**TEXT EXCERPT:**
Of the 21 deals transacted in the out-of-town market, the letting to SD Taylor at Turnberry Business Park in Morley was the only one above 5,000 sq ft to complete in this quarter.

Total 2016 Leeds city centre take-up stood at 430,000 sq ft, compared with 679,000 sq ft in 2015 which was the second highest year on record. Full year activity in the out-of-town market reached 312,000 sq ft compared with 268,000 sq ft from the previous year.

Richard Thornton from JLL said: “The Leeds office market showed its resilience last year with total 2016 take-up in line with our forecasts and a new headline rent set. Activity was however more subdued in the final three months of the year, as the impact of Brexit made some occupiers more cautious. Equally, a number of larger deals anticipated to complete in Q4 slipped into 2017 and will immediately boost this year’s figures.

“There’s currently around 500,000 sq ft of live office requirements for grade A space in the market, along with public sector requirements and a flurry of upcoming lease events within the city centre will boost take up in 2017.”

What is clear is that occupiers continue to want good quality office space. Schemes such as M&G’s Central Square and MEPC’s Wellington Place were major city centre benefactors last year with deals to the likes of RSM, BDO, Ward Hadaway and Sky Bet.

“The letting to BDO set a new benchmark rent in Q4 and we anticipate prime office rents will continue their steady upward trajectory. This underlines the continued demand for Grade A stock and low levels of new supply.”

**RAW DATA:**

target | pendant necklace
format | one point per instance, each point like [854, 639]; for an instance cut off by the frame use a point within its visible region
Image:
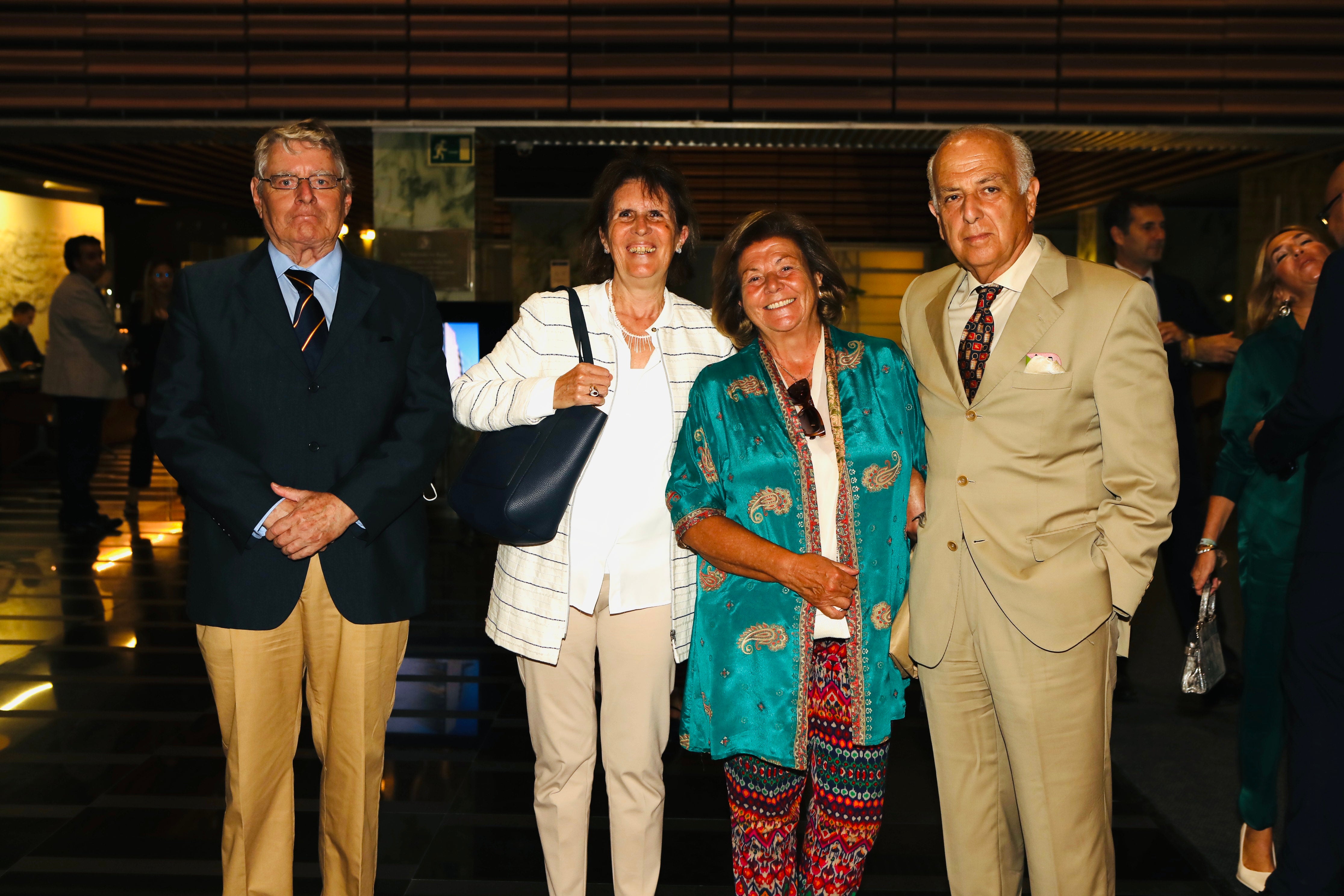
[636, 343]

**WORK REQUIRED:**
In the Leeds office market text, how much office space was taken up in the Leeds city centre in 2016?

**EXERCISE SOLUTION:**
430,000 sq ft